> _Exercise 1_
In the passage on combustion-powered tools, transcribe the text beginning at the words "Combustion-powered tools are" and stopping after the words "and PASLODE® brands.".
> _Exercise 2_
According to the passage on combustion-powered tools, under which brands does ITW-Paslode sell similar combustion-powered nail and staple driving tools?

The present invention relates generally to handheld power tools, and specifically to combustion-powered fastener-driving tools, also referred to as combustion tools.
Combustion-powered tools are known in the art, and one type of such tools, also known as BUILDEX® brand tools for use in driving fasteners into workpieces, is described in commonly assigned patents to Nikolich U.S. Pat. Re. No. 32,452, and U.S. Pat. Nos. 4,522,162; 4,483,473; 4,483,474; 4,403,722; 5,197,646; 5,263,439 and 6,145,724, all of which are incorporated by reference herein. Similar combustion-powered nail and staple driving tools are available commercially from ITW-Paslode of Vernon Hills, Ill. under the IMPULSE®, BUILDEX® and PASLODE® brands.

> _Provided records_
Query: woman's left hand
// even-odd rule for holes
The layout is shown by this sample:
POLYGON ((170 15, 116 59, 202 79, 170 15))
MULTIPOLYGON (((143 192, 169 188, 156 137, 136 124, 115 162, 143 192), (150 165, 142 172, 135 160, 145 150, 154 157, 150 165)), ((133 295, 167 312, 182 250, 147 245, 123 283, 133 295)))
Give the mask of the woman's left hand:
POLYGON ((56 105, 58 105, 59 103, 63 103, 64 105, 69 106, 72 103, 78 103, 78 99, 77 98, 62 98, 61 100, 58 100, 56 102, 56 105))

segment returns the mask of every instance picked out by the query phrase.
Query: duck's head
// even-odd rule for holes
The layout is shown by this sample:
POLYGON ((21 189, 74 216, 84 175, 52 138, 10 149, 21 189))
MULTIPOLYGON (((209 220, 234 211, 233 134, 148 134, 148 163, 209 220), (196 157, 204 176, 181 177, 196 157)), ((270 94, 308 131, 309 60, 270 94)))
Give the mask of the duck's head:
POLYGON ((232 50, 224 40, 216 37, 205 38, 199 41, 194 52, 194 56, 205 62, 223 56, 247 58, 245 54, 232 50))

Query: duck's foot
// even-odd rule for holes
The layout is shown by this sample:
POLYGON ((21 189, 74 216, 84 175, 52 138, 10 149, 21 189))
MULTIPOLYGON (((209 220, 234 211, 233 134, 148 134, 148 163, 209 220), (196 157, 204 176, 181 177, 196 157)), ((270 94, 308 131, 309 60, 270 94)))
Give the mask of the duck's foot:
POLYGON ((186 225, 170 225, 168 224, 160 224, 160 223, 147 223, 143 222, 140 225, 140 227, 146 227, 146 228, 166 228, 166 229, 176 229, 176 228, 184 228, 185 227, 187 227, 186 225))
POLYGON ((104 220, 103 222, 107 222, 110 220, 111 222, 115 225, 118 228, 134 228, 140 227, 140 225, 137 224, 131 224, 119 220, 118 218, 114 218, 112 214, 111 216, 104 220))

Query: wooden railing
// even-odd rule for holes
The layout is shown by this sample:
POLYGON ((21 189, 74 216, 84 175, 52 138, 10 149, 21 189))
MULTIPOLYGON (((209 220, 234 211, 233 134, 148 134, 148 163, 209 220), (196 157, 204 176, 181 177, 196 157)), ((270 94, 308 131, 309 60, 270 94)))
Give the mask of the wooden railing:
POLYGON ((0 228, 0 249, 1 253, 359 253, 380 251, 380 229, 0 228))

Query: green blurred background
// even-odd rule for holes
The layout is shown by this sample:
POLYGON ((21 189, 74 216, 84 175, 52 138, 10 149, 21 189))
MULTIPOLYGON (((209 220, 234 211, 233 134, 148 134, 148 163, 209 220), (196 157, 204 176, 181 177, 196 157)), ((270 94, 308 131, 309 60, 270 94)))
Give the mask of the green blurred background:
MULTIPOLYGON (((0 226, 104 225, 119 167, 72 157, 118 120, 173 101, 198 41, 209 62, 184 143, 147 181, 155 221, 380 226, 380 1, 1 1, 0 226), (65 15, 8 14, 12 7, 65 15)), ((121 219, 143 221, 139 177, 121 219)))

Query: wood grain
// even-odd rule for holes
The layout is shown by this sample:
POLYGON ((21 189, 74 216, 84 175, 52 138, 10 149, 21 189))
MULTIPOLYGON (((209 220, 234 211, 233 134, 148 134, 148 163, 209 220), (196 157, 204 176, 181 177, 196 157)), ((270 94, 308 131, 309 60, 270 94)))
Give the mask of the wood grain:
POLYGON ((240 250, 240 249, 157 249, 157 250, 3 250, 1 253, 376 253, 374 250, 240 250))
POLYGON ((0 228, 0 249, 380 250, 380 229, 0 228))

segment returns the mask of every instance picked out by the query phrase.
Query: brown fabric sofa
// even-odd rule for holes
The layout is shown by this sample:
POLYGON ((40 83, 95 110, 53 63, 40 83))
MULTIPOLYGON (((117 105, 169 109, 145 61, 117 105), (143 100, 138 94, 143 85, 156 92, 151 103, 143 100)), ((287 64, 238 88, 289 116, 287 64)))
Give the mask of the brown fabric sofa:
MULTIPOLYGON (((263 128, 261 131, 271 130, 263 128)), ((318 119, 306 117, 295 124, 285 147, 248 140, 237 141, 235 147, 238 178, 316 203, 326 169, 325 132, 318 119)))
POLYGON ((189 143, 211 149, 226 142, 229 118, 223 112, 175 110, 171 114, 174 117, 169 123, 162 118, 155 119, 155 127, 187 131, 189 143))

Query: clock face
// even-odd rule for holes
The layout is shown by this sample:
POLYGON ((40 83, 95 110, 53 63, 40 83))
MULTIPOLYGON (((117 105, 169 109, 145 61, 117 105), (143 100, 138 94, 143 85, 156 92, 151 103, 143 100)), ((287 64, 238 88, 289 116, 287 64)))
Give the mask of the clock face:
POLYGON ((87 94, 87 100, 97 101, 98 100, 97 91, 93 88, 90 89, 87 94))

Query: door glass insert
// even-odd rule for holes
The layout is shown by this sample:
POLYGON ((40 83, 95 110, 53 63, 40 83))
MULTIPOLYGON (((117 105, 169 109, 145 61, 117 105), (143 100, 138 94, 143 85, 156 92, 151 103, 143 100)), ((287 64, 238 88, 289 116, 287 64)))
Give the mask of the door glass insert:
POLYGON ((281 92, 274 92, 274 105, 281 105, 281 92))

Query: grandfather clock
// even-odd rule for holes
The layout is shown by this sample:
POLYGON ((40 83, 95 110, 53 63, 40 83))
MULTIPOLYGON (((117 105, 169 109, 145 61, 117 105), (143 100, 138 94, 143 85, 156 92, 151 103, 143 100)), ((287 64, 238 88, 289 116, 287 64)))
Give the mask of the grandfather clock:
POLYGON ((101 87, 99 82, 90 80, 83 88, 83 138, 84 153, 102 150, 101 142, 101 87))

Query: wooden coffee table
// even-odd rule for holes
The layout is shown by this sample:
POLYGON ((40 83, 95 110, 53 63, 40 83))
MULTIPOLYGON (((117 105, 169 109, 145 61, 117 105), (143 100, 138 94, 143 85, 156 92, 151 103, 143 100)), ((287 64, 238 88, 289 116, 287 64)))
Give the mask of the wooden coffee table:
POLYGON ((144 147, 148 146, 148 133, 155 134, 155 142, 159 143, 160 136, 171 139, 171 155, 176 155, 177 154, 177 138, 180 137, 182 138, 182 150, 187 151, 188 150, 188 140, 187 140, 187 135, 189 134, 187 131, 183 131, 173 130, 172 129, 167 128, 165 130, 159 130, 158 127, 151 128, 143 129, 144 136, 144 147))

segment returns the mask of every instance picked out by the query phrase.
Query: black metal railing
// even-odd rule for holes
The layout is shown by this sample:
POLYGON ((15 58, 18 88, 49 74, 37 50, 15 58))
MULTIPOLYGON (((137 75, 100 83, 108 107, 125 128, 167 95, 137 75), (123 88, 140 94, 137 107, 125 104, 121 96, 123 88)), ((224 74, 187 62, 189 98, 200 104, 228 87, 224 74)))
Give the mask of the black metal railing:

> _Task result 1_
Combustion-powered tools are known in the art, and one type of such tools, also known as BUILDEX® brand tools for use in driving fasteners into workpieces, is described in commonly assigned patents to Nikolich U.S. Pat. Re. No. 32,452, and U.S. Pat. Nos. 4,522,162; 4,483,473; 4,483,474; 4,403,722; 5,197,646; 5,263,439 and 6,145,724, all of which are incorporated by reference herein. Similar combustion-powered nail and staple driving tools are available commercially from ITW-Paslode of Vernon Hills, Ill. under the IMPULSE®, BUILDEX® and PASLODE® brands.

> _Task result 2_
IMPULSE®, BUILDEX® and PASLODE®